▶ Goal: Write the records out again exactly, leaving no images in.

▶ Material provided:
################
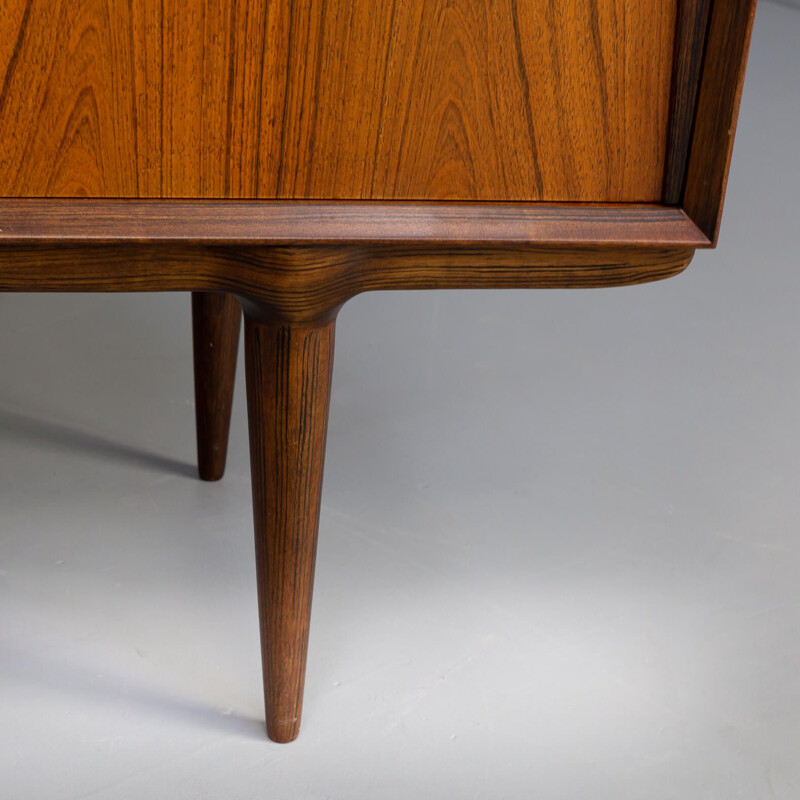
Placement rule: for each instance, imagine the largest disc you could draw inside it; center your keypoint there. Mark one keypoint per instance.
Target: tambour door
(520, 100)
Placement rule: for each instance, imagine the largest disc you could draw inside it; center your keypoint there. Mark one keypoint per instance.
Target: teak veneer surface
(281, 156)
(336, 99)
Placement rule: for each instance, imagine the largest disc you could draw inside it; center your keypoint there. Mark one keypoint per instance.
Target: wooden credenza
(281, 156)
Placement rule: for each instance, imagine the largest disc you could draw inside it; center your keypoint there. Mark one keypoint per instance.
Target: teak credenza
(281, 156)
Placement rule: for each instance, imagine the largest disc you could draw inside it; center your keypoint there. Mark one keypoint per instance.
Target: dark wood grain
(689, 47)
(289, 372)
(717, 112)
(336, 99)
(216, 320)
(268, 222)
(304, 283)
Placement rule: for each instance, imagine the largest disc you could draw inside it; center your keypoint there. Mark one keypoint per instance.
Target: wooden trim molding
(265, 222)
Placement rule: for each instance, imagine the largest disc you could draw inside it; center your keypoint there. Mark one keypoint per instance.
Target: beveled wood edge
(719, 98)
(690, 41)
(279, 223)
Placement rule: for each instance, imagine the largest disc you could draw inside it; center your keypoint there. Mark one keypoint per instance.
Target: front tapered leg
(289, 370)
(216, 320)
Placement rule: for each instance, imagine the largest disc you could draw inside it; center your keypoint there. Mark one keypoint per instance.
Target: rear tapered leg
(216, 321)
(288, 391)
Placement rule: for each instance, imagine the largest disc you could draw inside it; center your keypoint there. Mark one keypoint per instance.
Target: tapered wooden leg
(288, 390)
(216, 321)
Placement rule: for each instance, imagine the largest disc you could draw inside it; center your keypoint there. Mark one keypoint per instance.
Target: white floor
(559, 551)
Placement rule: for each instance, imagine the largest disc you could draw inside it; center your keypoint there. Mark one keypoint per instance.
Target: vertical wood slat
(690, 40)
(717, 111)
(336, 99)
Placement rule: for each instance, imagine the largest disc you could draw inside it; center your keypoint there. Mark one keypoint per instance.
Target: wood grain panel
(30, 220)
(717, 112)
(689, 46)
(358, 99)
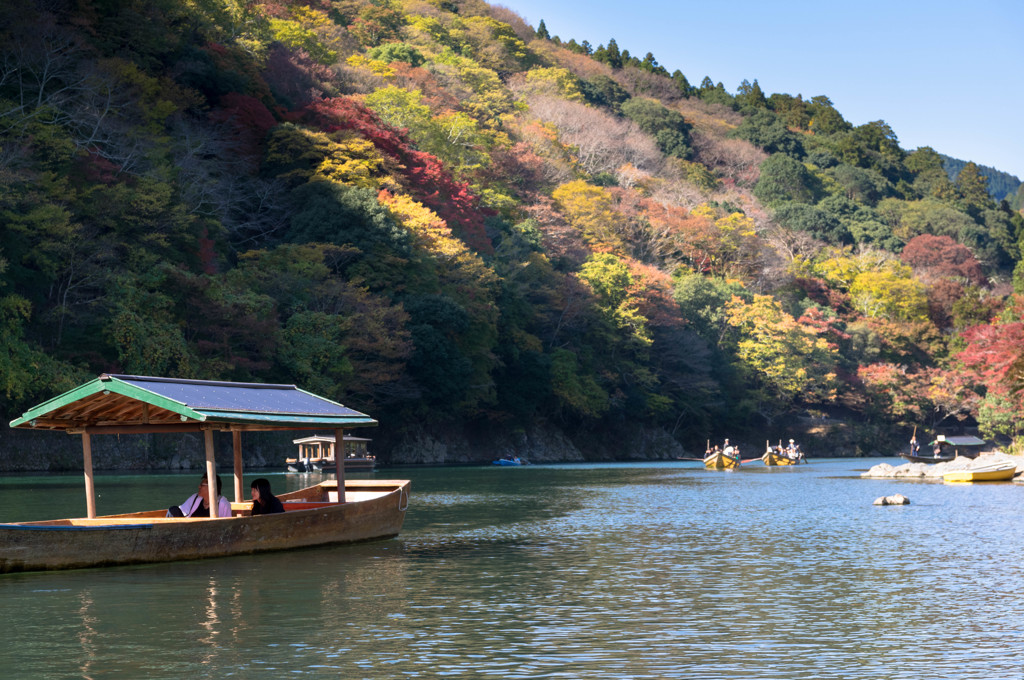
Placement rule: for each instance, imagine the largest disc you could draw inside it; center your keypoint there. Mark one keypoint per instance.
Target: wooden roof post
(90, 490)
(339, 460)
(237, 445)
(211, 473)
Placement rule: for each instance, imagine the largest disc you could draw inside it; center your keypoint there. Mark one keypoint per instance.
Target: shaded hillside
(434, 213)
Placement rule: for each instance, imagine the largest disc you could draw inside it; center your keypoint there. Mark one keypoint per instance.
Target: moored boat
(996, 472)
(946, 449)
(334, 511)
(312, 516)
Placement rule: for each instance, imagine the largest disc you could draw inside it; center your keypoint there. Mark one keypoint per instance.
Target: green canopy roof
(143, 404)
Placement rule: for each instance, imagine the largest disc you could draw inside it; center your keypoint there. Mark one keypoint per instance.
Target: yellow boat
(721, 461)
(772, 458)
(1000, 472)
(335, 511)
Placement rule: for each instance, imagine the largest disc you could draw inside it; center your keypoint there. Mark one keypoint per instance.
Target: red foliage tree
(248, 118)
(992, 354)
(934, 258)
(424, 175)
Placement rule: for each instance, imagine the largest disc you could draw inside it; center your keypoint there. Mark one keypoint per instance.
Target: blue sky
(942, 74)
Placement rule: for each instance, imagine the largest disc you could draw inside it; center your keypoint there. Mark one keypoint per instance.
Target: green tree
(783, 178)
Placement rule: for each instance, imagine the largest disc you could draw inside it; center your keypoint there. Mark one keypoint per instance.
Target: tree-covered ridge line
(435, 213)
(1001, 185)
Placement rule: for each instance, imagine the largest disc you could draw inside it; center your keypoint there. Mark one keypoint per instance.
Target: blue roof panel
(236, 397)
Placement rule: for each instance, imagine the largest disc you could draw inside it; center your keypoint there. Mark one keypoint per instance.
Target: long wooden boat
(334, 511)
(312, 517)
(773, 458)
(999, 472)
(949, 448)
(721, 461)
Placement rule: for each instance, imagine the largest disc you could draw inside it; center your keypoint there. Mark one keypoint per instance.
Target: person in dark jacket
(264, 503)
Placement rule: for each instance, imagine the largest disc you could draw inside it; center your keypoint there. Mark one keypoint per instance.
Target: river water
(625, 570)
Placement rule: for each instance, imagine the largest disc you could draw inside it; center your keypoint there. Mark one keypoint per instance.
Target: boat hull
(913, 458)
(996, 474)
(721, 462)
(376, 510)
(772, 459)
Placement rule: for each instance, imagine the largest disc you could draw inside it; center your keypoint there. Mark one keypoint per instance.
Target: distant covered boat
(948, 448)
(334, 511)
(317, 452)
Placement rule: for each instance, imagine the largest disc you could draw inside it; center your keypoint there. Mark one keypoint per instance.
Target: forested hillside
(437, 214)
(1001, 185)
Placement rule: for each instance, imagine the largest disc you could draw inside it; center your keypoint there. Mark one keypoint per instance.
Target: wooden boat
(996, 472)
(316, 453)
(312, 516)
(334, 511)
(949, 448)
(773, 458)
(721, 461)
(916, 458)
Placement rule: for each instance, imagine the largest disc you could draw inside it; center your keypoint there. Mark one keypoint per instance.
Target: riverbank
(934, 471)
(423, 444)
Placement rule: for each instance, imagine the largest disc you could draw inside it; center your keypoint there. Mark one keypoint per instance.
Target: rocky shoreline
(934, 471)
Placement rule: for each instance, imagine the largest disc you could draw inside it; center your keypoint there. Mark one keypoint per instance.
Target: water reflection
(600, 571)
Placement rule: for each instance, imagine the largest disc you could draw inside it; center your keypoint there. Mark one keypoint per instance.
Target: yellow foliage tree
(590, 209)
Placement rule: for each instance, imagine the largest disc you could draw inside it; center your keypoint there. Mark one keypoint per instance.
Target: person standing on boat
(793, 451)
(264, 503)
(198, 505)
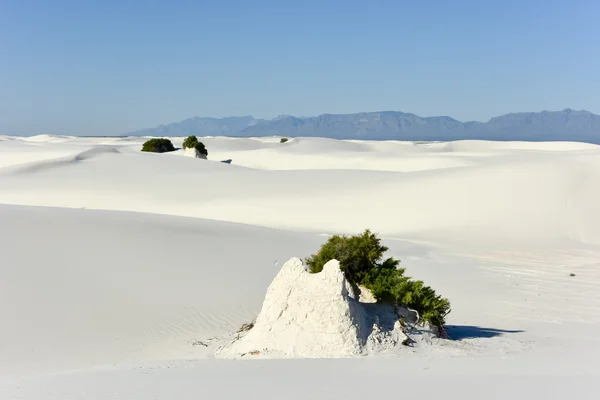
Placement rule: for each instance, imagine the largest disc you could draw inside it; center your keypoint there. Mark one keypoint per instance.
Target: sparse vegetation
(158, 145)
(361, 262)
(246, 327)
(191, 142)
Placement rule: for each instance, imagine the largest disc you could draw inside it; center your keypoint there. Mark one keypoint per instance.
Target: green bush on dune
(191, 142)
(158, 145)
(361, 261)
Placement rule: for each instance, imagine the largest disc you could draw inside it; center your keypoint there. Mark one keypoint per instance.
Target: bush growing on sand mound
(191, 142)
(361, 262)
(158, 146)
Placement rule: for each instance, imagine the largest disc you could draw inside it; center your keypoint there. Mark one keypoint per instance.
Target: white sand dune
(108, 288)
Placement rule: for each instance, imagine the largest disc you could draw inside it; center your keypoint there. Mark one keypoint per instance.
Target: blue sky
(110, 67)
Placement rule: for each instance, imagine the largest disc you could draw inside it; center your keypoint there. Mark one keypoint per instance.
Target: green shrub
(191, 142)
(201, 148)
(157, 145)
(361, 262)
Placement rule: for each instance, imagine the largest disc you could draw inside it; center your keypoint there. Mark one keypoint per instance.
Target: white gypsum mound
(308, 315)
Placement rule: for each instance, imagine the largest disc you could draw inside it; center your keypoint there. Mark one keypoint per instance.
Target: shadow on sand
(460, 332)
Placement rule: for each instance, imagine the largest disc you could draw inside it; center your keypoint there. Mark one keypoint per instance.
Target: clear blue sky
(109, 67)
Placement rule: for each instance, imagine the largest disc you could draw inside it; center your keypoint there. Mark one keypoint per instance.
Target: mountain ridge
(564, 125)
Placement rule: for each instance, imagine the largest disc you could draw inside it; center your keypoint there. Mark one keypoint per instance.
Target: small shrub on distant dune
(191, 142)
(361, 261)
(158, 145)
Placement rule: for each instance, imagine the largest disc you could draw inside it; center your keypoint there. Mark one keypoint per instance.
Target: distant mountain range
################
▶ Result:
Placement rule: for each instance, imagine the largest disc you could draw inside it; center your keypoint there. Mark one keypoint per instance.
Target: tambour door
(520, 100)
Placement rule: for each instance, imagine the largest disc you could draw inside it; center your keypoint there. Mark one keypoint per instance.
Target: teak veneer surface
(281, 156)
(336, 99)
Placement rule: for each instance, imagine the largest disc you could draw inside it; center your keypoint there. Mark one keypoint per instance.
Target: wooden credenza
(281, 156)
Placement rule: for each instance, imagine the largest disc you could draw inside it; center your keypoint there. Mark one keypoint per instance.
Target: teak credenza
(281, 156)
Placement rule: for each instance, imagine the largest disc you could draw inside it; center your keypoint there. Mark one keypoint per instance.
Target: dark wood grain
(689, 47)
(289, 372)
(717, 112)
(336, 99)
(216, 320)
(268, 222)
(304, 283)
Placement rule: for each instance, imagine the largest disc you could draw inside it; center your keypoint there. Mark one keypoint per instance.
Target: wooden trim molding
(265, 222)
Placement rule: for each instance, imagine the largest disc you could draw inside it; center your keypoint there. Mark one keypoint per instance.
Target: beveled wood edge
(719, 98)
(690, 41)
(279, 223)
Placement rule: for each instance, imagine the largest disc you could draw inside it; center your keypoint there. Mark one keypoint per instance.
Target: front tapered leg
(289, 370)
(216, 320)
Placement rule: for each instance, imagine the largest disc you could draw inside it; center your keypoint there. Mark one keypoint per instance.
Target: rear tapered leg
(216, 321)
(288, 391)
Placement rule: for each instance, imagine the largest disc you could draw inside it; center your keypoint there. Mark one keypoint per instance.
Target: tapered wooden leg
(288, 390)
(216, 321)
Placement rule: for each instance, imagine the largest disc you could draw inside it; center your keypoint there. Mark one keypoint per instance.
Target: white floor
(559, 551)
Placement rule: for each instance, imagine the largest disc you could draw inside it; center your keypoint there. Mark one keypoint per instance.
Target: vertical wood slat
(690, 40)
(717, 111)
(336, 99)
Placement rule: for each instance, imagine the largest disc you could draw inside it; center your keypoint there. Mark one keypoint per instance.
Target: wood grain panel
(30, 220)
(717, 112)
(689, 46)
(358, 99)
Placement rule: for each instance, imagine the largest disc you could draw inside it; center your keypoint there. Mark one keypoint per instance.
Target: wooden roof post
(90, 490)
(339, 460)
(237, 445)
(211, 473)
Placement rule: for each instance, imagine the largest disc you could draw inside it; center your keypoint there. Mark one keypoint per instance.
Target: shaded hillside
(434, 213)
Placement rule: for each instance, imagine the largest disc you could draw inside it; center your keypoint there. Mark one keypoint per instance.
Target: moored boat
(996, 472)
(946, 449)
(334, 511)
(312, 516)
Placement rule: for each instance, imagine the largest disc you could draw inside it; center your keypoint there. Mark one keypoint per instance.
Target: green canopy roof
(143, 404)
Placement rule: for each instance, imagine the largest disc you could draw inside it; center your keypoint there. Mark one keypoint per instance.
Target: yellow boat
(721, 461)
(772, 458)
(1000, 472)
(335, 511)
Placement rule: for each instance, imagine the largest disc you could draw inside it; center your keypoint there. Mark one keypoint per instance.
Target: red foliage tree
(248, 118)
(992, 354)
(934, 258)
(424, 175)
Placement rule: for each instance, imagine the largest disc you could draw inside it; center your keypoint there. Mark one keypoint per instance.
Target: blue sky
(942, 74)
Placement rule: for each instance, imagine the largest disc you could draw inside it; center your keypoint there. Mark one keypoint per instance.
Target: green tree
(783, 178)
Placement rule: for each instance, imagine the largest disc you could draw inside it; center your keypoint there. Mark one keypoint per instance.
Target: tree-covered ridge line
(435, 213)
(1001, 185)
Placement rule: for each instance, imagine the largest disc you could draw inside it; center your keypoint there. Mark one keypoint per instance.
Target: blue roof panel
(236, 397)
Placement rule: for each instance, imagine the largest disc you could draw inside it; center your keypoint there. Mark one keypoint per instance.
Target: long wooden boat
(334, 511)
(312, 517)
(773, 458)
(999, 472)
(949, 448)
(721, 461)
Placement rule: for each instance, imagine the largest disc you could draw inside it; center your keypoint there. Mark one keypoint per instance.
Target: person in dark jacket
(264, 503)
Placement rule: for each instance, imagine the largest disc you could draw inside it; center your keypoint there. Mark one keypoint per instance.
Target: river water
(625, 570)
Placement rule: for each instance, imagine the largest disc you could draw inside it; center your keypoint there. Mark one keypoint per instance.
Target: boat hull
(913, 458)
(996, 474)
(721, 462)
(376, 510)
(772, 459)
Placement rule: for each instance, imagine the largest disc you could draw inside it; center your keypoint there. Mark one keypoint per instance.
Target: distant covered boat
(948, 448)
(334, 511)
(317, 452)
Placement rule: for each instance, imagine the largest disc you could draw inside it; center your keypoint there. Mark one keypoint per instance.
Target: forested hillside
(437, 214)
(1001, 185)
Placement rule: for each instance, imagine the largest disc you could draw inside it; center your keypoint there. Mark one keypoint per instance.
Target: wooden boat
(996, 472)
(316, 453)
(312, 516)
(334, 511)
(949, 448)
(773, 458)
(721, 461)
(916, 458)
Placement rule: for each instance, imagine the largest disc you could draw inside it; center your keypoint there. Mark one keypoint per instance.
Target: riverbank
(934, 471)
(423, 444)
Placement rule: for each instance, imagine the largest disc you could draw inside it; center your keypoint there. Mark one keypoint per instance.
Target: rocky shoreline
(934, 471)
Placement rule: for each instance, imagine the largest disc you could draw inside it; center your keypoint there. Mark one keypoint per instance.
Target: water reflection
(600, 571)
Placement rule: for each instance, imagine the largest disc you could draw inside it; center your keypoint there. Mark one keypoint per instance.
Target: yellow foliage tree
(590, 209)
Placement rule: for each instance, imagine the largest disc you could draw inside it; center your keypoint there. Mark one keypoint per instance.
Target: person standing on boat
(793, 451)
(264, 503)
(198, 505)
Placement rule: for each instance, imagine the largest disc you could draw inside it; center your keypoint there. Mark one keypoint per instance.
Target: sparse vegetation
(158, 145)
(361, 262)
(246, 327)
(191, 142)
Placement rule: for each instance, imagine the largest disc you could draw inside it; center your keypoint there. Mark one keypoint per instance.
Target: green bush on dune
(191, 142)
(158, 145)
(361, 261)
Placement rule: for each instance, imagine the largest disc you could draw inside it; center your keypoint there. Mark one keypoint per instance.
Target: bush growing on sand mound
(191, 142)
(361, 262)
(158, 146)
Placement rule: for each instance, imagine the largest disc you could draw inside it; center your keypoint there. Mark one keypoint per instance.
Target: white sand dune
(108, 288)
Placement rule: for each instance, imagine the largest disc you could draw inside it; center your keypoint there. Mark one keypoint per instance.
Target: blue sky
(110, 67)
Placement rule: for each instance, imagine the largest disc you could draw inside it; center your keypoint there. Mark one keypoint per instance.
Target: green shrub
(191, 142)
(201, 148)
(157, 145)
(361, 262)
Placement rule: for each instance, imagine the largest disc you could draw inside it; center your keypoint there. Mark one keypoint per instance.
Target: white gypsum mound
(308, 315)
Placement rule: for each instance, imagine the largest disc you could draw inside it; center your keypoint there. Mark one keypoint per instance.
Target: shadow on sand
(460, 332)
Placement rule: for each instance, imagine the largest disc you could draw inside it; center your keypoint there. Mark one keypoint per instance.
Target: clear blue sky
(109, 67)
Placement rule: for each instance, imagine the largest disc you could draw inside it; center your keypoint there. Mark one keypoint per instance.
Target: mountain ridge
(564, 125)
Placement rule: for each instance, imagine the largest disc you could draw inside it; center your keypoint there. Mark one keypoint per instance.
Target: small shrub on distant dune
(191, 142)
(361, 261)
(158, 145)
Placement rule: for each instance, imagine the largest disc you could draw inside it; center your keypoint there. Mark one keypoint per instance.
Target: distant mountain range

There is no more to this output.